### THE DATA
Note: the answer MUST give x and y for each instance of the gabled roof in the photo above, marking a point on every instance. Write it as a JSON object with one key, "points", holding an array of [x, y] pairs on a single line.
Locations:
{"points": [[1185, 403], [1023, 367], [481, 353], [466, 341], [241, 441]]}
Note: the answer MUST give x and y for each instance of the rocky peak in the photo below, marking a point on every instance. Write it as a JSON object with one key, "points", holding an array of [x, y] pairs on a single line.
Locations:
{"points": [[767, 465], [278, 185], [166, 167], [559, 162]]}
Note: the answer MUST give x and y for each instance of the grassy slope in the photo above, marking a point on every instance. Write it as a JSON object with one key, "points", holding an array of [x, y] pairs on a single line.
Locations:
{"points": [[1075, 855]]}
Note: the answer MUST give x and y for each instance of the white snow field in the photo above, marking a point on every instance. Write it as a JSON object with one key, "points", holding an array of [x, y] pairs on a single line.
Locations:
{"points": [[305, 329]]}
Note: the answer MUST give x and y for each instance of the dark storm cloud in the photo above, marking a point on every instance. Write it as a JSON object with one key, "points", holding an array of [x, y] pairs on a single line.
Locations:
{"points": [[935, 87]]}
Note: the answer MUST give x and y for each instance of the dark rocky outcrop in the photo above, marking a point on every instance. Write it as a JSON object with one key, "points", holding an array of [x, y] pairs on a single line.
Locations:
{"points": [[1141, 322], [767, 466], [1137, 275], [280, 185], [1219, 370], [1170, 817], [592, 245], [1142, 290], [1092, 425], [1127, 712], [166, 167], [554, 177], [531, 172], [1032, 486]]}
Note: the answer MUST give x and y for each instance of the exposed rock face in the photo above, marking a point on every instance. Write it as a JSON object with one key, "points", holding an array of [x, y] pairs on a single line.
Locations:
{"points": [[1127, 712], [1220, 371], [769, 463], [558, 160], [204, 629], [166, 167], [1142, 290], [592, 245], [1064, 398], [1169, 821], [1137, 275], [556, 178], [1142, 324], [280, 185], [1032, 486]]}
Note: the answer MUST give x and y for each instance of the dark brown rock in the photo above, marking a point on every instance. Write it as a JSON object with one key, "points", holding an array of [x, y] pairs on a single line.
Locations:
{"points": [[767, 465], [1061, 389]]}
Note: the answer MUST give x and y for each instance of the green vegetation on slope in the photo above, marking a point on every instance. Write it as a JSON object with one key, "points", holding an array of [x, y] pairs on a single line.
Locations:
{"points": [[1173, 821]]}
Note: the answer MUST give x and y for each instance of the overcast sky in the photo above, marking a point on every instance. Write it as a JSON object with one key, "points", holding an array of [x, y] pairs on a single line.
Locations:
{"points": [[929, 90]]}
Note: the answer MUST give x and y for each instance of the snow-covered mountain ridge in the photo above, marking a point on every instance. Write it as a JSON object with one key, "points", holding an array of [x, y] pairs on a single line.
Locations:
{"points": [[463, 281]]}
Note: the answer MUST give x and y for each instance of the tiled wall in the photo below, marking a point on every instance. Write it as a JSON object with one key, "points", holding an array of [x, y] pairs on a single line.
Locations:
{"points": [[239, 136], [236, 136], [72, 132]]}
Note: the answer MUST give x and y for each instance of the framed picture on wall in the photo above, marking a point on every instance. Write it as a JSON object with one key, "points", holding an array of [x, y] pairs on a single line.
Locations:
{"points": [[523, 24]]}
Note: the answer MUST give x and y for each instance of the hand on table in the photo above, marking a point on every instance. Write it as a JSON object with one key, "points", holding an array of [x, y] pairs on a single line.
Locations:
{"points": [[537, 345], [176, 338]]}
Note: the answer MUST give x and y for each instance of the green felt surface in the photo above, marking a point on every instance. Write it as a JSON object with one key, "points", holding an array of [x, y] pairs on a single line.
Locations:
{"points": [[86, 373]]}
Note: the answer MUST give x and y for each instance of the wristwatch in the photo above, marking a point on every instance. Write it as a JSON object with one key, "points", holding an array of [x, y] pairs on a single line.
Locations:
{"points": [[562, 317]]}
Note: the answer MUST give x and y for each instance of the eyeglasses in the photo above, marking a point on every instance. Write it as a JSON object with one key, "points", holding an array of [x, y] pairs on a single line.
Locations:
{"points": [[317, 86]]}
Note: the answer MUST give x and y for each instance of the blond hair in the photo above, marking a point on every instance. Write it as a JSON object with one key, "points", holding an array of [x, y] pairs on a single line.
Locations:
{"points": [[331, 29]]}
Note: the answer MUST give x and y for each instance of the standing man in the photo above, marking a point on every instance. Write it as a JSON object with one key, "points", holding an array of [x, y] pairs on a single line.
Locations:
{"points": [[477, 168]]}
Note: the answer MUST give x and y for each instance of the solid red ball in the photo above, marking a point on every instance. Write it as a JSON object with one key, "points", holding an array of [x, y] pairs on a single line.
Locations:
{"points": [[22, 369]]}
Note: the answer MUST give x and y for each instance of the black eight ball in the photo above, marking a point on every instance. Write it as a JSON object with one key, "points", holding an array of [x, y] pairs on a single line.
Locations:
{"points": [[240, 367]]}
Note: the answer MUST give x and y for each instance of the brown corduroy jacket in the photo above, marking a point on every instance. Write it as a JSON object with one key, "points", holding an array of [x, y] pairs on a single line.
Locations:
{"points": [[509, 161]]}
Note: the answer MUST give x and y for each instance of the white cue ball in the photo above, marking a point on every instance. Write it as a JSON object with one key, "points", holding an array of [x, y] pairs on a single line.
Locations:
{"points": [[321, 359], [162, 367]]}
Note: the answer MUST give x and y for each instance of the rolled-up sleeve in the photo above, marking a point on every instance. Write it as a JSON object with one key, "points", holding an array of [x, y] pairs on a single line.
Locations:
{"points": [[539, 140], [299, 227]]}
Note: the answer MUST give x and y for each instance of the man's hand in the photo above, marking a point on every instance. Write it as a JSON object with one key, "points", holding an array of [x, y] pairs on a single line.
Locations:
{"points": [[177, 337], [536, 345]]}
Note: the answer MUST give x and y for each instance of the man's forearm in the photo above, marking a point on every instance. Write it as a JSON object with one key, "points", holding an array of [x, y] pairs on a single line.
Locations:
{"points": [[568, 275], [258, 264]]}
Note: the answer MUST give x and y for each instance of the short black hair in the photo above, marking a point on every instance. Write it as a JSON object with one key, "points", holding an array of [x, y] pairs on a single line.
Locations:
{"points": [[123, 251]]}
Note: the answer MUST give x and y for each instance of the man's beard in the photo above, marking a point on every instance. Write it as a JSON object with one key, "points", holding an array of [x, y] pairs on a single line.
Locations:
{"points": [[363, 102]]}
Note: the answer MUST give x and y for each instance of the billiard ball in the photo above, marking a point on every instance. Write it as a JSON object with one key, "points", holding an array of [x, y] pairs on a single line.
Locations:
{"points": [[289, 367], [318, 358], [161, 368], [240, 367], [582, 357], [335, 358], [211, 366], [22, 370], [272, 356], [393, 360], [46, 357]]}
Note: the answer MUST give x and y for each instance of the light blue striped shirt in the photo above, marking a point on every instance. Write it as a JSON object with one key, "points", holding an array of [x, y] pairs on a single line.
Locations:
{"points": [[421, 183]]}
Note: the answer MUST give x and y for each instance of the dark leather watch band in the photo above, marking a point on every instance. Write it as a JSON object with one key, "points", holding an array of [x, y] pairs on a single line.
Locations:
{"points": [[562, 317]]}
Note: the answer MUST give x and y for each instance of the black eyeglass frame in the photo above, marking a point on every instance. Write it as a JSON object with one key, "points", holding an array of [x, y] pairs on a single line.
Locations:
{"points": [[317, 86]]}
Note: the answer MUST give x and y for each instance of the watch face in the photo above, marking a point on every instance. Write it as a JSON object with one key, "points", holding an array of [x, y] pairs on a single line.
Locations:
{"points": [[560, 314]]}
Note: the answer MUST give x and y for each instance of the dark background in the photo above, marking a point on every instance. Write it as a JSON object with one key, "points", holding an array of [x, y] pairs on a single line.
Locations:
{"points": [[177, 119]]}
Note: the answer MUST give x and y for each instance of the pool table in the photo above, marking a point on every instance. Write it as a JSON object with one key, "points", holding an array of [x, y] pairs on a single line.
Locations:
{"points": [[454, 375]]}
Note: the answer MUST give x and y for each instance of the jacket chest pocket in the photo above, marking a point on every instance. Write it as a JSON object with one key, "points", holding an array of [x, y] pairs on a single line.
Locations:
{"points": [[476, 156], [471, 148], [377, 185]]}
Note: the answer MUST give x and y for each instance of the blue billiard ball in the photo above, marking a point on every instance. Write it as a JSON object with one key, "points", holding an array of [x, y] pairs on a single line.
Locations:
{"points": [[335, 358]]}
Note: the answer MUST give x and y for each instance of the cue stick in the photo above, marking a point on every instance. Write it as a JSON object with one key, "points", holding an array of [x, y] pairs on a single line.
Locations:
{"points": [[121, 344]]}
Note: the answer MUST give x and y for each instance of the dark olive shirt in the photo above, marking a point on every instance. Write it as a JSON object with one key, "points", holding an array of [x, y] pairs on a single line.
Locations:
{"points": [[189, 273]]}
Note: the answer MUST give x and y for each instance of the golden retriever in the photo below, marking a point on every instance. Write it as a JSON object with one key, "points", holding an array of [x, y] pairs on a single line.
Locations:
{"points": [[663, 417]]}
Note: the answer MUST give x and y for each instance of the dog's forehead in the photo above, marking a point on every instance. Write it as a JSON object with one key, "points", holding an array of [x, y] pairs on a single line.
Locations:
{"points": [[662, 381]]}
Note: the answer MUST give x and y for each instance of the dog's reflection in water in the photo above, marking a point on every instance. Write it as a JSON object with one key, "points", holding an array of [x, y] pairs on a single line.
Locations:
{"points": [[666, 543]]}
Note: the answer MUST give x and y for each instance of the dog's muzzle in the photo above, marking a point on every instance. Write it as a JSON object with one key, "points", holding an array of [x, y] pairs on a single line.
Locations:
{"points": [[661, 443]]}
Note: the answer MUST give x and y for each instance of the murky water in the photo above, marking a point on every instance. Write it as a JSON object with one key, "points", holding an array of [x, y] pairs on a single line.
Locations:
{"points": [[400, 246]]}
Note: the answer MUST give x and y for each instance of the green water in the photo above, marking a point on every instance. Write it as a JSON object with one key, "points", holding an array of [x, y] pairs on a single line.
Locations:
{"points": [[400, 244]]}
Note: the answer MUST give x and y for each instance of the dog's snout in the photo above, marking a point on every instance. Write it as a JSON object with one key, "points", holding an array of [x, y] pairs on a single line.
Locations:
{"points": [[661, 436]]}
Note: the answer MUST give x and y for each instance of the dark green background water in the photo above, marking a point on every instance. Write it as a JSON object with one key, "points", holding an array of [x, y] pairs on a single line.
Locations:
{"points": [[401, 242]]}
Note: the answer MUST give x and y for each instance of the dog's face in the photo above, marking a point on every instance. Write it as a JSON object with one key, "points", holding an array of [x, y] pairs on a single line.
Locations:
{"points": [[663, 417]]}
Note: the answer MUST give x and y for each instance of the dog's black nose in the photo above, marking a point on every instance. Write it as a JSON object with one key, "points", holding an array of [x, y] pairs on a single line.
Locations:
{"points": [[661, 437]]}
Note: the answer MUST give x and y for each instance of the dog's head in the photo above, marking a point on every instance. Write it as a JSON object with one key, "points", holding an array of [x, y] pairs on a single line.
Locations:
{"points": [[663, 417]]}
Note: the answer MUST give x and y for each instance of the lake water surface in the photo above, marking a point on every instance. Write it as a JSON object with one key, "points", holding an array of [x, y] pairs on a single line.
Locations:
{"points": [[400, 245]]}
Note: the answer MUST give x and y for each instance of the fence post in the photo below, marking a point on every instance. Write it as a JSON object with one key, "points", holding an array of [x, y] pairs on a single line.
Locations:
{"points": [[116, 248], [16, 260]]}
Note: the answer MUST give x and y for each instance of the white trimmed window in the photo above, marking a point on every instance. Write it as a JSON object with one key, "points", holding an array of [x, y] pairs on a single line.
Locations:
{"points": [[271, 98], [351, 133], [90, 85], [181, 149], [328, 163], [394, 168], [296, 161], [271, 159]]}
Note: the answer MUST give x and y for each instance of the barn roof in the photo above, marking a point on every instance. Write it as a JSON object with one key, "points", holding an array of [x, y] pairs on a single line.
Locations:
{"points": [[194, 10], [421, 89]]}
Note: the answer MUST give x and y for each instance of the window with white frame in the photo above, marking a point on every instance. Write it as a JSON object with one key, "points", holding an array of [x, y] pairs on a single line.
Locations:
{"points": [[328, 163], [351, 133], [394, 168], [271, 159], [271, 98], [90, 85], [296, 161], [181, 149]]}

### WHAT YOU SHOULD DO
If a line of the material contains the word "billiard", pick it out and copy it.

### ANSWER BELOW
Note: the answer MUST give x and y for each instance of the billiard ball in the photo above, marking a point on every instance. Write it as a JSON object with one key, "points", holding an array of [x, y] pairs on a single line.
Note: the answer MUST give x and y for each instance of the blue billiard ball in the photo above, marking a point on every instance. Write it as a JSON object with one key, "points", holding an array of [x, y] pairs on a single line.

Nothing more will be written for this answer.